- WHAT YOU NEED TO DO
Count the lines below that contain the string "face", with case counting, and reply with that number alone.

- MATERIAL SUPPLIED
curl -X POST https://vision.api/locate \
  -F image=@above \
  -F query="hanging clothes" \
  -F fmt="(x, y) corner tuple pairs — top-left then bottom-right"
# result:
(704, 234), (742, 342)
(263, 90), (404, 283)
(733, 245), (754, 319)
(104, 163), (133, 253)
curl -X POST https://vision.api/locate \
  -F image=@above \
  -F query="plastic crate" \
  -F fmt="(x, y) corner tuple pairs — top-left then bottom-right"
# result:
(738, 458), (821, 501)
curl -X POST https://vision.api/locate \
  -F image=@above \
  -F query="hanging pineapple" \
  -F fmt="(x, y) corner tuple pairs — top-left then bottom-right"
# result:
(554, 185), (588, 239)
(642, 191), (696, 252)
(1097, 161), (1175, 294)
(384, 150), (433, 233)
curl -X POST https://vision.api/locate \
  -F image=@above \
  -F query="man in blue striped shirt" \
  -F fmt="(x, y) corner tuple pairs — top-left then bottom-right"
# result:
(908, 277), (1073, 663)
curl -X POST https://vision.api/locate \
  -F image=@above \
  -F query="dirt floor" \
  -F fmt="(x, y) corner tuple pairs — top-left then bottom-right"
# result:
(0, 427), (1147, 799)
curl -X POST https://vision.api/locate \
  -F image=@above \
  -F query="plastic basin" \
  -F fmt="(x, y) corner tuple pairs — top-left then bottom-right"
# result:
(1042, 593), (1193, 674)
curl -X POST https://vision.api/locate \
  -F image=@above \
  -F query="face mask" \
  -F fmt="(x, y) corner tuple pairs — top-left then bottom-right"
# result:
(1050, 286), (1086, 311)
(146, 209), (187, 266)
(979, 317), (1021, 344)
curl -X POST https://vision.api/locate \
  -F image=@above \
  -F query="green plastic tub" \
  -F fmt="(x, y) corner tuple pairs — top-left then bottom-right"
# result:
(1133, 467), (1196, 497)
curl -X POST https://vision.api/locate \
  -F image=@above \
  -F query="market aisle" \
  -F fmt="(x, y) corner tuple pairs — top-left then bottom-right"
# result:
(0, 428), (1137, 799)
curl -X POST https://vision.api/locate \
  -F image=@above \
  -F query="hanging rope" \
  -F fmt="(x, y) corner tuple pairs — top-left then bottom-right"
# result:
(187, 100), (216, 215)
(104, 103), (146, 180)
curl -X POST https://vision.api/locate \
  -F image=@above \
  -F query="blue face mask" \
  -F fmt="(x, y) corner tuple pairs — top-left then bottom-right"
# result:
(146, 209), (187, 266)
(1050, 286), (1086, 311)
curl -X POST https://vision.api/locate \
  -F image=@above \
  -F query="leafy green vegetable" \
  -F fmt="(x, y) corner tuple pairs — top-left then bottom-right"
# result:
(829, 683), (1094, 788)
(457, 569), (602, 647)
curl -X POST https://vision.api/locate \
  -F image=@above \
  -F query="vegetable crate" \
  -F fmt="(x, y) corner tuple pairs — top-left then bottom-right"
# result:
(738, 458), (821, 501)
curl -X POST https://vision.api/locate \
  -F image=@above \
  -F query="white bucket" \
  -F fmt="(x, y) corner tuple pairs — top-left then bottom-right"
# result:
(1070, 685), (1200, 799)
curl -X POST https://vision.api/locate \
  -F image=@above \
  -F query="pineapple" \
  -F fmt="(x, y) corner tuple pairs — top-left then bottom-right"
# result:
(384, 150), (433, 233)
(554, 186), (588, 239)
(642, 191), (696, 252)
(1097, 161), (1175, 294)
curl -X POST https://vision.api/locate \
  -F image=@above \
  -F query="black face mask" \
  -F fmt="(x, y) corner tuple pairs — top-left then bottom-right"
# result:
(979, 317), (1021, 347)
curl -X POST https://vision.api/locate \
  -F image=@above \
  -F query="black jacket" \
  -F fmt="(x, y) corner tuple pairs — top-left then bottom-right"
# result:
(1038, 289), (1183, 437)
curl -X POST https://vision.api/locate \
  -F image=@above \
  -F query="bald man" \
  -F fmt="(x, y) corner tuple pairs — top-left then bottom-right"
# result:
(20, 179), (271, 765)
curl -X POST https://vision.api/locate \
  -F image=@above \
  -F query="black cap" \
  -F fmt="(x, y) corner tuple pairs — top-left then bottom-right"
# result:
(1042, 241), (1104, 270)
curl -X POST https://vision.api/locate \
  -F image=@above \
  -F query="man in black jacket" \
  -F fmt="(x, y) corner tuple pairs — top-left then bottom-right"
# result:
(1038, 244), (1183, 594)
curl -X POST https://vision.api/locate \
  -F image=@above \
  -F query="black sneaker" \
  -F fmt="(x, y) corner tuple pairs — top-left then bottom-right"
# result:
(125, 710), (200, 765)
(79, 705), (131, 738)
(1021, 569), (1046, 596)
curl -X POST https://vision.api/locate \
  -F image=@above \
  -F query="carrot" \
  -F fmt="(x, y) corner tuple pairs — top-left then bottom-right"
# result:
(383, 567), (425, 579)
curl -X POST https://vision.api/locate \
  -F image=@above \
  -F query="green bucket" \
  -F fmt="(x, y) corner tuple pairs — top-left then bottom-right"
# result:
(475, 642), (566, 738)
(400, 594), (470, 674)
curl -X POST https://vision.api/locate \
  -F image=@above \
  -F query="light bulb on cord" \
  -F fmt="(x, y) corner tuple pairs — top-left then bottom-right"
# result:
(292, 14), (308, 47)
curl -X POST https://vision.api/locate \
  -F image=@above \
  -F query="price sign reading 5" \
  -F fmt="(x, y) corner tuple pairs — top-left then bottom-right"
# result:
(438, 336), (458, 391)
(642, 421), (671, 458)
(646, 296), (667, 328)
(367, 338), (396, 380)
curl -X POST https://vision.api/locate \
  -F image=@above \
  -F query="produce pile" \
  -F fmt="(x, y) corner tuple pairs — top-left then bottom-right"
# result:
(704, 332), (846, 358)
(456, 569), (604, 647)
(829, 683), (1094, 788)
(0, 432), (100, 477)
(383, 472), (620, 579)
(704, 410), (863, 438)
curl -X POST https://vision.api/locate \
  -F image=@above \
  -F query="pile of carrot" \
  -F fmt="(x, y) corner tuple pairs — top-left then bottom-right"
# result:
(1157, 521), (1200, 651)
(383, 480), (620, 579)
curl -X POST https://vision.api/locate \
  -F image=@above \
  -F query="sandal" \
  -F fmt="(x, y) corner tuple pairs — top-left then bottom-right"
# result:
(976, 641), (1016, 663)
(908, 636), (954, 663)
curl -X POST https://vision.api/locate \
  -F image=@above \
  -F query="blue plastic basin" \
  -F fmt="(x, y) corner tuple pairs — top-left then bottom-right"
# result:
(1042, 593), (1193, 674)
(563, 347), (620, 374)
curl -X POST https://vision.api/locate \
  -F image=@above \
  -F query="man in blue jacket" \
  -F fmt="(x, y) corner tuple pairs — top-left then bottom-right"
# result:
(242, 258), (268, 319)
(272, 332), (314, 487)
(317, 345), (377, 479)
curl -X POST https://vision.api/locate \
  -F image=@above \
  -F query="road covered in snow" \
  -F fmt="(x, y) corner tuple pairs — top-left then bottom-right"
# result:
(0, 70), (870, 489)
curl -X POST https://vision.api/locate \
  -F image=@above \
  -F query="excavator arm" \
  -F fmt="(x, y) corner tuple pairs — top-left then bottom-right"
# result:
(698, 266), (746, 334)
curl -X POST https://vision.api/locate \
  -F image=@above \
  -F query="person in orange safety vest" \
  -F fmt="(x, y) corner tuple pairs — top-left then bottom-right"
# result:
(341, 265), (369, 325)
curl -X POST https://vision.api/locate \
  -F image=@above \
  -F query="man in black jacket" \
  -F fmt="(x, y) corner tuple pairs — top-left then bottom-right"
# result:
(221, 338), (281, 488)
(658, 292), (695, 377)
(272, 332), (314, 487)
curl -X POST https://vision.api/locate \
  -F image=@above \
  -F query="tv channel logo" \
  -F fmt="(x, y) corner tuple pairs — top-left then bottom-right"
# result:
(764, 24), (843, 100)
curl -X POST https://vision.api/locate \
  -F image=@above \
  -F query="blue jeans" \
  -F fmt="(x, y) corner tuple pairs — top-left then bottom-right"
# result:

- RESULT OF THE TASK
3